> **Work required**
Pick out every line in the entries below that contains the word "advertisement" and copy each such line in full.

> **Input records**
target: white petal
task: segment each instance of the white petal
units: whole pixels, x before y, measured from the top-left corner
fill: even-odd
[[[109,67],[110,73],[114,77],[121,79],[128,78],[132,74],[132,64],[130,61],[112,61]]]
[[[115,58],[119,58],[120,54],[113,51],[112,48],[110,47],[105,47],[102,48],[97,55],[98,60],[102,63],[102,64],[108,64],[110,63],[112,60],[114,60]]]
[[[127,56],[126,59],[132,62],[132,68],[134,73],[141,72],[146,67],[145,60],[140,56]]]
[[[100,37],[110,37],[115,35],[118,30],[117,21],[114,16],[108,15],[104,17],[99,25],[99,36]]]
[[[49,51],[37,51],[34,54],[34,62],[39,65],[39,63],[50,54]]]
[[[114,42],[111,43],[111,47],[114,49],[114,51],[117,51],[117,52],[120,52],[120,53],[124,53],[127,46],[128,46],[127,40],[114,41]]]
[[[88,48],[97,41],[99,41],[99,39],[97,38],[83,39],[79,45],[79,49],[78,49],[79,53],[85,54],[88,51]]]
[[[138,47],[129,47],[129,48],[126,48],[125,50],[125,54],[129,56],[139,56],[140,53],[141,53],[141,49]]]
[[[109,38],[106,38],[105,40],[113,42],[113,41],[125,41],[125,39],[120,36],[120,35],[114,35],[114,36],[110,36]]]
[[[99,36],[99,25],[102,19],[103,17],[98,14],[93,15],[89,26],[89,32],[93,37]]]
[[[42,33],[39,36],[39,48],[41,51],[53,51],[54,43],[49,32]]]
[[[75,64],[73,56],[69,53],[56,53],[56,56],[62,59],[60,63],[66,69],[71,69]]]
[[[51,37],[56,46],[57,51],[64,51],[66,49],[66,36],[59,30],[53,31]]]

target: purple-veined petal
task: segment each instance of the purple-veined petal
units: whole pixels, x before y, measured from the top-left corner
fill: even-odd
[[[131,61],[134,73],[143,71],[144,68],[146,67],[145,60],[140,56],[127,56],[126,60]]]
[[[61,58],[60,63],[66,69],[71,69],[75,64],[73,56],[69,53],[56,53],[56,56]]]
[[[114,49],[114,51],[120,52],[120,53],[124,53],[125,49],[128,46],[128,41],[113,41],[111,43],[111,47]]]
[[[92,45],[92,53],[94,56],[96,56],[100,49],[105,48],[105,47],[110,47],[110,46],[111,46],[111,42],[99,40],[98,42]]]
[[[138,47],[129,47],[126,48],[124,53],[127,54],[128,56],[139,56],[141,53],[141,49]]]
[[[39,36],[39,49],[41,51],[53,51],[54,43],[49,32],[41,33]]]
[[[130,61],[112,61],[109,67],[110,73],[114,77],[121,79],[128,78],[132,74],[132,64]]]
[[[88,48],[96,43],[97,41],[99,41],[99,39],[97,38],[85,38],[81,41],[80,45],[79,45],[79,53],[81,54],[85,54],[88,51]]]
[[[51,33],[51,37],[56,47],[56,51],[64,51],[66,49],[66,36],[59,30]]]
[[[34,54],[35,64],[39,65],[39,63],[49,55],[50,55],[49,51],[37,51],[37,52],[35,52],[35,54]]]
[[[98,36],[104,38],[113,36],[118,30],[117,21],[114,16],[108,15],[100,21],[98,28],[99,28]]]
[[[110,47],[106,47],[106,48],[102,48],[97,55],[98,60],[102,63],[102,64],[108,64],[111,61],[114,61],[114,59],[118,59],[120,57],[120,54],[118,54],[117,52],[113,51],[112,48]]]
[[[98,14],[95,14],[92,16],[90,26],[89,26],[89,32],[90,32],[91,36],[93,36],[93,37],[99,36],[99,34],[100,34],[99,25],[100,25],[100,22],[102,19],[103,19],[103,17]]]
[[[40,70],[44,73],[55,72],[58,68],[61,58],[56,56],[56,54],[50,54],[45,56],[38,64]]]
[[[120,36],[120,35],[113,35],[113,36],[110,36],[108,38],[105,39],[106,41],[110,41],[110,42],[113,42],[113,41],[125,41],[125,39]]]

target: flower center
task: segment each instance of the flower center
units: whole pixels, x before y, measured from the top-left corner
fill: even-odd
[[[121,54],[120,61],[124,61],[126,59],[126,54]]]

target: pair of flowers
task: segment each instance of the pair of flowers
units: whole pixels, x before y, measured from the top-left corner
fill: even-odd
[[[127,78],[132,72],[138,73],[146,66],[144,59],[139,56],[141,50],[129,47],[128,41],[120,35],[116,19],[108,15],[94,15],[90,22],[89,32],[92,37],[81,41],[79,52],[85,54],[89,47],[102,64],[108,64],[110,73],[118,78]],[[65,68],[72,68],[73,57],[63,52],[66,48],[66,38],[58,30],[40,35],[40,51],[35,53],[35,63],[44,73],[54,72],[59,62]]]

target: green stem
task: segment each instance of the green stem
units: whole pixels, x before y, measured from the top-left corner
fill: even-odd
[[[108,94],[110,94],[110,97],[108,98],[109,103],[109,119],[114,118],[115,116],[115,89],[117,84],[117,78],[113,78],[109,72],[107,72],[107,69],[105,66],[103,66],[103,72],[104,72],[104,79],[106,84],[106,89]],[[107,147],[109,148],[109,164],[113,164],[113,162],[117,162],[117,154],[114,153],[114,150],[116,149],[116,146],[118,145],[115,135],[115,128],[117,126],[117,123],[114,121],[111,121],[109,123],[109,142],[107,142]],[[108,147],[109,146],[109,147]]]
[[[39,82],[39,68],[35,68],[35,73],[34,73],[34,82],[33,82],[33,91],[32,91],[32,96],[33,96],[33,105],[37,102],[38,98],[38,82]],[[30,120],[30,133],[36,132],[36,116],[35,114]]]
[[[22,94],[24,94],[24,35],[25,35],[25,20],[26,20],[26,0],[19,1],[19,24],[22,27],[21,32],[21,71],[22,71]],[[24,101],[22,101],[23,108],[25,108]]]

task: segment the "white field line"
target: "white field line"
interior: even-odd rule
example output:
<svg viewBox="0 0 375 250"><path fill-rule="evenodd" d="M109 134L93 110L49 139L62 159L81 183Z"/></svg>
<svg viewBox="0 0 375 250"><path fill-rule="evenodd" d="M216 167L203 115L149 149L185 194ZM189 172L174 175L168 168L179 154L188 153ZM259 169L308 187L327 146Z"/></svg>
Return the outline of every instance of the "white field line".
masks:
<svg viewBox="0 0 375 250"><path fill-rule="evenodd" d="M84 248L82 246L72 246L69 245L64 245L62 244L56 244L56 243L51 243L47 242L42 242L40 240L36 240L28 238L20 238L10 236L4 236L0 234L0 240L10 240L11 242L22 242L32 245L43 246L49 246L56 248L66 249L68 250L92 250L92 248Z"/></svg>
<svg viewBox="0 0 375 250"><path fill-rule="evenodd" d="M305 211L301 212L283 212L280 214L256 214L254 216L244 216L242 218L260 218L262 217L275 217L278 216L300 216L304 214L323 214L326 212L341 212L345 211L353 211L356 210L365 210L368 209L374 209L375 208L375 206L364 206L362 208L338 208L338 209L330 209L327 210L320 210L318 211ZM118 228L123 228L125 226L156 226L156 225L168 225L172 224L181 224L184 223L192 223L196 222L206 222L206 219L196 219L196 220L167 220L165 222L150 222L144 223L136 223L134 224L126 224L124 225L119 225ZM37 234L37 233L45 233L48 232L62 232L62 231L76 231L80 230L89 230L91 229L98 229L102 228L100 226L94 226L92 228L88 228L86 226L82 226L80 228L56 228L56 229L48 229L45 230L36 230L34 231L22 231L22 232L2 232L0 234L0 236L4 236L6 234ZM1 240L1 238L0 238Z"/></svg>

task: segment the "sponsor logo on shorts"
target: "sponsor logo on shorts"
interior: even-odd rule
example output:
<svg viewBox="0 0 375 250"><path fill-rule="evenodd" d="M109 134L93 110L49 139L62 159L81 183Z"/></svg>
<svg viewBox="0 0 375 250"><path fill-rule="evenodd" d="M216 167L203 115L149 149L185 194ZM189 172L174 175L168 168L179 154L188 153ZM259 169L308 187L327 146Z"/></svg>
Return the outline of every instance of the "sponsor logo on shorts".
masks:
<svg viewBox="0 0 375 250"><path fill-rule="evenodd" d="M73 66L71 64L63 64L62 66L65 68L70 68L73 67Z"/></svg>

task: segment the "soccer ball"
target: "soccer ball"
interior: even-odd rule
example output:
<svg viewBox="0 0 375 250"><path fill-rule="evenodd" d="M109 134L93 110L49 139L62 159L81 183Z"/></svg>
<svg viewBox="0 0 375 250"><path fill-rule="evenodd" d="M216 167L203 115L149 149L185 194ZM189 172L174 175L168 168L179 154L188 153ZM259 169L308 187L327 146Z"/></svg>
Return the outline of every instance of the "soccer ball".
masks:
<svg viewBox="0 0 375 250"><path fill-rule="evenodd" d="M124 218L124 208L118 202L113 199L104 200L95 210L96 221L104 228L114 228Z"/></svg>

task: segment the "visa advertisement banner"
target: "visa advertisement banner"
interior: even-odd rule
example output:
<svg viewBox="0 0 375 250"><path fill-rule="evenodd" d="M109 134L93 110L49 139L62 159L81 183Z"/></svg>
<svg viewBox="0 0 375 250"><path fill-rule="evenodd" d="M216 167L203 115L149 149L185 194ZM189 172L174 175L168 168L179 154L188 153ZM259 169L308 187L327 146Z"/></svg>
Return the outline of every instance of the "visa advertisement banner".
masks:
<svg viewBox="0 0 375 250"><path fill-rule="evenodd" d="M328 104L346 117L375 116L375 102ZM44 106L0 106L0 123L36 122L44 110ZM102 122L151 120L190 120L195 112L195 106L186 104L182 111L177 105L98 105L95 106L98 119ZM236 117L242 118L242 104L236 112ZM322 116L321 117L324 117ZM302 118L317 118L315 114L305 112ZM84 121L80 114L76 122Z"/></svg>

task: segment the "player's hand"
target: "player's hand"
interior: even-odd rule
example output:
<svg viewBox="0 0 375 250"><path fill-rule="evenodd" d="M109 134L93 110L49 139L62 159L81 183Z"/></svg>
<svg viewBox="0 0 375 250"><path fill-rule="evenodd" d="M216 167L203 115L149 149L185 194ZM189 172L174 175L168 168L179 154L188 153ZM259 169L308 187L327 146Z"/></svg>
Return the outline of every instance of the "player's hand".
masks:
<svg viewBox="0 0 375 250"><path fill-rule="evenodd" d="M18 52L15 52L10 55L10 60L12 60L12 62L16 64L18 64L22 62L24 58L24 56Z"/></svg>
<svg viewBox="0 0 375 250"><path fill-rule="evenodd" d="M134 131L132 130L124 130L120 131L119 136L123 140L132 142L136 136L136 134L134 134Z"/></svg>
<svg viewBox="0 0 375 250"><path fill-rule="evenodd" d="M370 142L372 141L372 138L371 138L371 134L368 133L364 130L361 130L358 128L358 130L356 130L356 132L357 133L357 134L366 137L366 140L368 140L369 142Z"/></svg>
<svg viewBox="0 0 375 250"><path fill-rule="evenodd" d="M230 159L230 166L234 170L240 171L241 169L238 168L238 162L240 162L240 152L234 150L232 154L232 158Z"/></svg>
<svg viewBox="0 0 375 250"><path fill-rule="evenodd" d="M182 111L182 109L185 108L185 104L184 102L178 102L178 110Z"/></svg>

> **Expected answer**
task: segment the "visa advertisement banner"
target: "visa advertisement banner"
Return the outline of every instance of the "visa advertisement banner".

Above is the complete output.